### WRITTEN TASK:
Copy the material word for word, beginning at its first line and stopping after the line that contains "634 87 657 112".
= = = =
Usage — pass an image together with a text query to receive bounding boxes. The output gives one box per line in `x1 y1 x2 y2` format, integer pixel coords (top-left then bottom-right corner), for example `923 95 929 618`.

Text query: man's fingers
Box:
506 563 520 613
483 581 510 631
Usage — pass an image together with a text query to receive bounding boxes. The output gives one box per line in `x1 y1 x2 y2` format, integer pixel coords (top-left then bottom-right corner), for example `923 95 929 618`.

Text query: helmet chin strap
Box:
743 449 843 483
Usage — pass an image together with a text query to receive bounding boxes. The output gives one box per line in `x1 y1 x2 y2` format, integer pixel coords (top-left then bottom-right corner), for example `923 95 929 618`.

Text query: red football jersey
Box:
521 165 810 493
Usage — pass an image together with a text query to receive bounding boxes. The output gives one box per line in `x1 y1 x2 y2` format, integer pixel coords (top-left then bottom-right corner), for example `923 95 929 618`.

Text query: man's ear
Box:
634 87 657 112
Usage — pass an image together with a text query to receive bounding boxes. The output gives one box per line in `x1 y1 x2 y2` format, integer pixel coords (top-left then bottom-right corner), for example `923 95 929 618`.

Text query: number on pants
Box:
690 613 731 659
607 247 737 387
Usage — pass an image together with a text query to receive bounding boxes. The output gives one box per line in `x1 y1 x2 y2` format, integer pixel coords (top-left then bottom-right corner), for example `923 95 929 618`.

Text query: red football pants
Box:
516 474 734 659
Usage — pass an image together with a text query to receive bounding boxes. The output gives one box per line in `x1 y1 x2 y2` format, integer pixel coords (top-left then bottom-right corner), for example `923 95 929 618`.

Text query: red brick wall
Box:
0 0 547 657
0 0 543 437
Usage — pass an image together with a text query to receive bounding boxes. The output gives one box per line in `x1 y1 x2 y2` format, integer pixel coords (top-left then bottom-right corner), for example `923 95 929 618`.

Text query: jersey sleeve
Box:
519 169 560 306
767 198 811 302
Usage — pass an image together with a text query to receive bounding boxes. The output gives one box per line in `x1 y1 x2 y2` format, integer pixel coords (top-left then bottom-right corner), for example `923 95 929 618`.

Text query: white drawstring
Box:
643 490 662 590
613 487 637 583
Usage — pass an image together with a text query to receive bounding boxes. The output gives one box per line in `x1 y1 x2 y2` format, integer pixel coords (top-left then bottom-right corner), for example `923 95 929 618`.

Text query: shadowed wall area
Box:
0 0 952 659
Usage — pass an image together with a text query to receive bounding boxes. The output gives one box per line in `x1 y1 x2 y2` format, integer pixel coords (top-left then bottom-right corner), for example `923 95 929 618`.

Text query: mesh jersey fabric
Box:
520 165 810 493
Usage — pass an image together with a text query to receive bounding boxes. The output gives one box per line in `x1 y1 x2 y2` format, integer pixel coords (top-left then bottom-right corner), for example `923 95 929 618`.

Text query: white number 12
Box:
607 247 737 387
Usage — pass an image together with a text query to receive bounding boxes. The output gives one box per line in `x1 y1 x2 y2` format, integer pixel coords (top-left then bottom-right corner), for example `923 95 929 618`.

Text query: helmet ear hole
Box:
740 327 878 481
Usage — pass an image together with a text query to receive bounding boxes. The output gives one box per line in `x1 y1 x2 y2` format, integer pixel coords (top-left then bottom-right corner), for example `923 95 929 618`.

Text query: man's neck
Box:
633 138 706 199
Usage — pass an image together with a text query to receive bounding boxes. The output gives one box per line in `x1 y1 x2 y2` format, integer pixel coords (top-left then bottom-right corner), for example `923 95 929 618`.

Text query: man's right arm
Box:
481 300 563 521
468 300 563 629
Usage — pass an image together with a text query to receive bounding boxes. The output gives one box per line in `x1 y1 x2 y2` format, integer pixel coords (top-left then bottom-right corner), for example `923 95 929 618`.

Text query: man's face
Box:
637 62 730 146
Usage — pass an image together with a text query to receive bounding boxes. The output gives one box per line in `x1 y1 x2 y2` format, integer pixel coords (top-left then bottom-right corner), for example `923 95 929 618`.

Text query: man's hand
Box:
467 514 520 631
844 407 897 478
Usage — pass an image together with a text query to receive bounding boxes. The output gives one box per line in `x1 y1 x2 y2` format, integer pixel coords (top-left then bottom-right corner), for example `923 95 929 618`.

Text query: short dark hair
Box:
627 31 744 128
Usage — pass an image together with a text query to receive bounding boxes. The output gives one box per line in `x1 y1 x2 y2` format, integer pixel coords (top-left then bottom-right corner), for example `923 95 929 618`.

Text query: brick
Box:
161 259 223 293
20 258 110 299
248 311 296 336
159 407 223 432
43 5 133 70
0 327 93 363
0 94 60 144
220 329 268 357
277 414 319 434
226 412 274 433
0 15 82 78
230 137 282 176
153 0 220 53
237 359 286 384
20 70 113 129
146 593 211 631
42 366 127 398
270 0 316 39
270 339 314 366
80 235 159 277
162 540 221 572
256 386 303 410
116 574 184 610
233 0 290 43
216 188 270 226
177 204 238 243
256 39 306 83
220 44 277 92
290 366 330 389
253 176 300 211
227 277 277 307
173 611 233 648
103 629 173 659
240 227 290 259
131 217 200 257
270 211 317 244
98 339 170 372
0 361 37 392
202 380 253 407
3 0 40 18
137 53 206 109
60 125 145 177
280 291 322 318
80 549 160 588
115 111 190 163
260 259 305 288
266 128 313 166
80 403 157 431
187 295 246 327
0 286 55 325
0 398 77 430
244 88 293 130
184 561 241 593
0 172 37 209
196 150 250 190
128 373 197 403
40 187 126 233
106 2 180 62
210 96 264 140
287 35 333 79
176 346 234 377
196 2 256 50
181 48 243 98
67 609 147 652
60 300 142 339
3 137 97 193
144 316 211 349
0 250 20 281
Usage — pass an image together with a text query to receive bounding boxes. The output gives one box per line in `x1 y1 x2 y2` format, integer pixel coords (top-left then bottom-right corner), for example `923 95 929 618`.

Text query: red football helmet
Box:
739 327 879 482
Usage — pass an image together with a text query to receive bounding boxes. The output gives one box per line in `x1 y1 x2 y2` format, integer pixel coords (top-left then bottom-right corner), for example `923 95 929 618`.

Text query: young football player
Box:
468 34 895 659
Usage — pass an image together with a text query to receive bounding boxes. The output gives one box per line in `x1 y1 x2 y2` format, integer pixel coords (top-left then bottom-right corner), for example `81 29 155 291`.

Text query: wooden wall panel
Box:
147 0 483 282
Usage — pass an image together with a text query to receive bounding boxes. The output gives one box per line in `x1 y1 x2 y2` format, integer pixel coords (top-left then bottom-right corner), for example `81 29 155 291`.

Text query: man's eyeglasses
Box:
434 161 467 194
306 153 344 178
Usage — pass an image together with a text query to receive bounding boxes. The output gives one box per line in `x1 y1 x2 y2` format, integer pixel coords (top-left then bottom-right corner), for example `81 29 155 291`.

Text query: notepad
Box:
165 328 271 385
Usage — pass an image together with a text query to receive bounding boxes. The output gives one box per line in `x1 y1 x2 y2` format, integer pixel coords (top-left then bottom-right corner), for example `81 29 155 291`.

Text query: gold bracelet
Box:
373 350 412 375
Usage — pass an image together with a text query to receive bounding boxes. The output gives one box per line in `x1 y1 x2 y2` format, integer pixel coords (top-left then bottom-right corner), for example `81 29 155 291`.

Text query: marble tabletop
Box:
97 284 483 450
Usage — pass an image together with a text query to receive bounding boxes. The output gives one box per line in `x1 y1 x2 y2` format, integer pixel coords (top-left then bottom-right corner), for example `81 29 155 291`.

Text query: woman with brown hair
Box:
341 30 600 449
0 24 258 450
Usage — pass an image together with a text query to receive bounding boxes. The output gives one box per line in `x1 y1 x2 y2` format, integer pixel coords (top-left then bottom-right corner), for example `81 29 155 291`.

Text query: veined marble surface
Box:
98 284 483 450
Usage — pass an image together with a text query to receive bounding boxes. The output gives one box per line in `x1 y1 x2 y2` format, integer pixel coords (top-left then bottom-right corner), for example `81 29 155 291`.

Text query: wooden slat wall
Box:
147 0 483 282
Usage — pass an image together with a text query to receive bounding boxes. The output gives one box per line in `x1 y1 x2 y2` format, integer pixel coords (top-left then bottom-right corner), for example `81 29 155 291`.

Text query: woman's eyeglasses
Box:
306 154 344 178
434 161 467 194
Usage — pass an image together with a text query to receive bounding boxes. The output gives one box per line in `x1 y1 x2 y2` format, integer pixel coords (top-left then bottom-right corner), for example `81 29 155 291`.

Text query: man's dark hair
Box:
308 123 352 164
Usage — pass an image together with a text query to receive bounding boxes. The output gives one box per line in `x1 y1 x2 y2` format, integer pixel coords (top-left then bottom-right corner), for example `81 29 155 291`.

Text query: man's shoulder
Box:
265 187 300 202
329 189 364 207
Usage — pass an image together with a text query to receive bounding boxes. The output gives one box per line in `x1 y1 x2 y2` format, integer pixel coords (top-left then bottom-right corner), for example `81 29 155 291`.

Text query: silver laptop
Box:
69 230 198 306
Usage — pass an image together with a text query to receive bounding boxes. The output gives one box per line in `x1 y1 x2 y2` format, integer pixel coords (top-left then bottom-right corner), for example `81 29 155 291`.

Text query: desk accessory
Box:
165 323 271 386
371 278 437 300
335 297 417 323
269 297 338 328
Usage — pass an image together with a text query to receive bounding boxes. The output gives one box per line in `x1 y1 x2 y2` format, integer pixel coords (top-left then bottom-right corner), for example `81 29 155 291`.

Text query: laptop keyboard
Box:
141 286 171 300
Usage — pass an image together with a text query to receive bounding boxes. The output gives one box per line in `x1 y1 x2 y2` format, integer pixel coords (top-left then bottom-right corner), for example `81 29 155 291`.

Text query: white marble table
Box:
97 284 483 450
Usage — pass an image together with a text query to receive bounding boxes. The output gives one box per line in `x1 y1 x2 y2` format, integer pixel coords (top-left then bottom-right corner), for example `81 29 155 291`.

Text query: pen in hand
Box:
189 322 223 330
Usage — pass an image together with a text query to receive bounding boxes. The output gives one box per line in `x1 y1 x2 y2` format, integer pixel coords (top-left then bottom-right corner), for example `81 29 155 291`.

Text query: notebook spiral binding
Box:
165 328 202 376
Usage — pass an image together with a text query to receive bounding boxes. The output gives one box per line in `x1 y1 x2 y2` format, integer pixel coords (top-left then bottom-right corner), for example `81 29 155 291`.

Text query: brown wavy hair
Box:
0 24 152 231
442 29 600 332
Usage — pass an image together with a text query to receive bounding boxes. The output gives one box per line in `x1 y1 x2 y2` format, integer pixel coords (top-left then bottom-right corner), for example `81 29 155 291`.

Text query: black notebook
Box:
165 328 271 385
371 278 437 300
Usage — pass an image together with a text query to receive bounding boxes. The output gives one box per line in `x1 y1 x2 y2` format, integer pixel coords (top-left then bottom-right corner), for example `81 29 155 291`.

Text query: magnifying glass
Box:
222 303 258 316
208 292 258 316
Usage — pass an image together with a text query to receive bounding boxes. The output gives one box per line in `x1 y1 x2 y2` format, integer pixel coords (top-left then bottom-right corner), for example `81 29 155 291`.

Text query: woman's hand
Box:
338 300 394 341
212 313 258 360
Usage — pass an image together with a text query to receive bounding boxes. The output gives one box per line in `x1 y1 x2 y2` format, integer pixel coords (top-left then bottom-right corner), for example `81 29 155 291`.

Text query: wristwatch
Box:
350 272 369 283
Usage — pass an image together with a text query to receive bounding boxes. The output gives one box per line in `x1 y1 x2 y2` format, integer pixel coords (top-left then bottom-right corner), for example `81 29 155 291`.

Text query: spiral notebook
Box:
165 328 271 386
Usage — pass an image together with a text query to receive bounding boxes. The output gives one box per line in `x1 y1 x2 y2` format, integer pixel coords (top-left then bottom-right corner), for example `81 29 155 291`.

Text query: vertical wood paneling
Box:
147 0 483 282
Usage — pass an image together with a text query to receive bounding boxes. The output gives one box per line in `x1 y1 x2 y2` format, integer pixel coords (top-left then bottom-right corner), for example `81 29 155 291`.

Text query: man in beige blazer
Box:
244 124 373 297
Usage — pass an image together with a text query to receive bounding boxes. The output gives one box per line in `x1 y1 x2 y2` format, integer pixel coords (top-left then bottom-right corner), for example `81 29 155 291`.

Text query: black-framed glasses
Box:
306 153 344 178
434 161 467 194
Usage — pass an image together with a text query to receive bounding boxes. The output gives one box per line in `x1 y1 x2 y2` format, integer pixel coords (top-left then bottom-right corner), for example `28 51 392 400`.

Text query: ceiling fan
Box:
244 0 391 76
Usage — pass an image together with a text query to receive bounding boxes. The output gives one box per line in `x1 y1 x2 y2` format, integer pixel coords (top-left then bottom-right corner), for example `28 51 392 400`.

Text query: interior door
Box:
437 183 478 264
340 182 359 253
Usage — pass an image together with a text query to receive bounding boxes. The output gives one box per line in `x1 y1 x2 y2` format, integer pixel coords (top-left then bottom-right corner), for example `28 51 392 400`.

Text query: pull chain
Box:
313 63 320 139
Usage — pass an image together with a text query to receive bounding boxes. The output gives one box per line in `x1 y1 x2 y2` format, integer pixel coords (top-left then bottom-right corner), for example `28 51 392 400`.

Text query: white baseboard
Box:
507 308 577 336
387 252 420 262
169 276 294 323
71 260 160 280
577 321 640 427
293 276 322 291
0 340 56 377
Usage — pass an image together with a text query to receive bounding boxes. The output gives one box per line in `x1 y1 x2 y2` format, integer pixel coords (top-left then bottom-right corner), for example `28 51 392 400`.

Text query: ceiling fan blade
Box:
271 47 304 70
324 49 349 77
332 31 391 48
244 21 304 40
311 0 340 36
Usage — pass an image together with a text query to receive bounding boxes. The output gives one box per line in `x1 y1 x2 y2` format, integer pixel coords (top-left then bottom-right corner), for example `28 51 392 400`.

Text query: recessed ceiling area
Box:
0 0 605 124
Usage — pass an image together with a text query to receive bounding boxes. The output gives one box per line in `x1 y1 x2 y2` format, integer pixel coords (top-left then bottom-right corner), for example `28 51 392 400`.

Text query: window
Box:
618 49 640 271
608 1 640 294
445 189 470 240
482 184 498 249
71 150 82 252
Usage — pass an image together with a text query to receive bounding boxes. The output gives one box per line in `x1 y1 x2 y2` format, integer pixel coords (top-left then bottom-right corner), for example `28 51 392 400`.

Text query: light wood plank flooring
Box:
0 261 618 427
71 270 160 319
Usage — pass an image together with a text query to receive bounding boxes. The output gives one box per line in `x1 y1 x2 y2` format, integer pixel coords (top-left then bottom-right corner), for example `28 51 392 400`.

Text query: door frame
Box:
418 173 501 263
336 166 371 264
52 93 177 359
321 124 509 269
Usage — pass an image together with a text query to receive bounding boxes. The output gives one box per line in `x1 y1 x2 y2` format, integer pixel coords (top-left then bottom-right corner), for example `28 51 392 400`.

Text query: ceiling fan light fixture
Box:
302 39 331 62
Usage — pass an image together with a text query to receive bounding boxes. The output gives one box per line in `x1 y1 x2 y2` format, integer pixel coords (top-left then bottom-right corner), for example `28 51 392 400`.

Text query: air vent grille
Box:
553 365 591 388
= = = =
### ANSWER IN FULL:
Usage — pass an image together with a text query to receive bounding boxes. The output gives one box per line in `x1 y1 x2 y2` format, integer pixel coords (top-left then bottom-right corner), for example `923 95 929 618`.

Text query: man's fingers
Box:
506 563 520 613
483 581 510 631
Usage — pass an image together with a text query to receive bounding boxes. The output gives one box per line in `x1 y1 x2 y2` format, integer pixel coords (top-left then bottom-right corner), for example `923 95 929 618`.

Text query: helmet chin strap
Box:
743 449 843 483
Usage — pass an image together with a text query to receive bounding boxes. The output gives one box per line in `x1 y1 x2 y2` format, integer pixel coords (top-left then bottom-right corner), for example `923 95 929 618`.

Text query: red football jersey
Box:
521 165 810 493
Usage — pass an image together with a text query to receive bounding boxes. The output gives one box per line in `x1 y1 x2 y2` format, integer pixel coords (top-left then bottom-right corner), for example `923 95 929 618`.

Text query: man's ear
Box:
634 87 657 112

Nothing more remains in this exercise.